Assigned task - Leave every image out, and print the remaining lines below exactly.

Items listed in a dataset:
--*--

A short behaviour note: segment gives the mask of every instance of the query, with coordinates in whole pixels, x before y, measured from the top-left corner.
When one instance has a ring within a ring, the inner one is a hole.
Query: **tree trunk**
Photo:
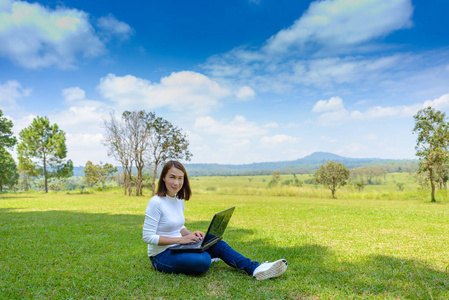
[[[122,166],[122,168],[123,168],[123,192],[126,196],[126,188],[128,187],[127,182],[126,182],[126,170],[125,170],[125,167]]]
[[[430,200],[431,202],[437,202],[435,200],[435,183],[433,182],[433,170],[430,168],[429,169],[429,174],[430,174],[430,187],[432,189],[432,200]]]
[[[137,185],[136,185],[136,196],[142,196],[142,164],[137,166]]]
[[[45,193],[48,193],[48,182],[47,182],[47,162],[44,154],[44,180],[45,180]]]
[[[154,172],[153,172],[153,184],[152,184],[153,196],[155,194],[156,175],[157,175],[157,163],[154,164]]]
[[[132,196],[133,194],[132,168],[132,165],[128,168],[128,196]]]

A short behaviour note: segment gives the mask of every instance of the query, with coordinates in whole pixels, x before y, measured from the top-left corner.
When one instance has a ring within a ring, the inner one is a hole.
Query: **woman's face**
[[[184,172],[175,167],[171,167],[167,175],[165,175],[164,182],[167,188],[167,195],[174,197],[184,184]]]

--*--

Response -
A short behaviour note: segment gives the mask of every instance of the query, with coordinates in whole pixels, x before y, measured from the top-left corner.
When one instance has a ring within a ring, the inner one is a hole.
Query: **tree trunk**
Photo:
[[[122,166],[122,168],[123,168],[123,192],[126,196],[126,188],[128,187],[127,182],[126,182],[126,170],[125,170],[125,167]]]
[[[430,200],[431,202],[437,202],[435,200],[435,183],[433,182],[433,170],[430,168],[429,169],[429,174],[430,174],[430,187],[432,189],[432,200]]]
[[[137,185],[136,185],[136,196],[142,196],[142,164],[137,166]]]
[[[45,193],[48,193],[48,182],[47,182],[47,162],[44,154],[44,180],[45,180]]]
[[[154,172],[153,172],[153,184],[152,184],[153,196],[155,194],[156,175],[157,175],[157,163],[154,164]]]
[[[132,196],[133,194],[132,168],[132,165],[128,168],[128,196]]]

A short behaviour note: segment gives the mask of every instance of the query, with coordinates in whole pixels, x before y, measured from the top-left corner.
When one instance has a ring within a ring, the inner one is a hole.
Query: **woman's face**
[[[184,172],[175,167],[171,167],[167,175],[165,175],[164,182],[167,188],[167,195],[174,197],[184,184]]]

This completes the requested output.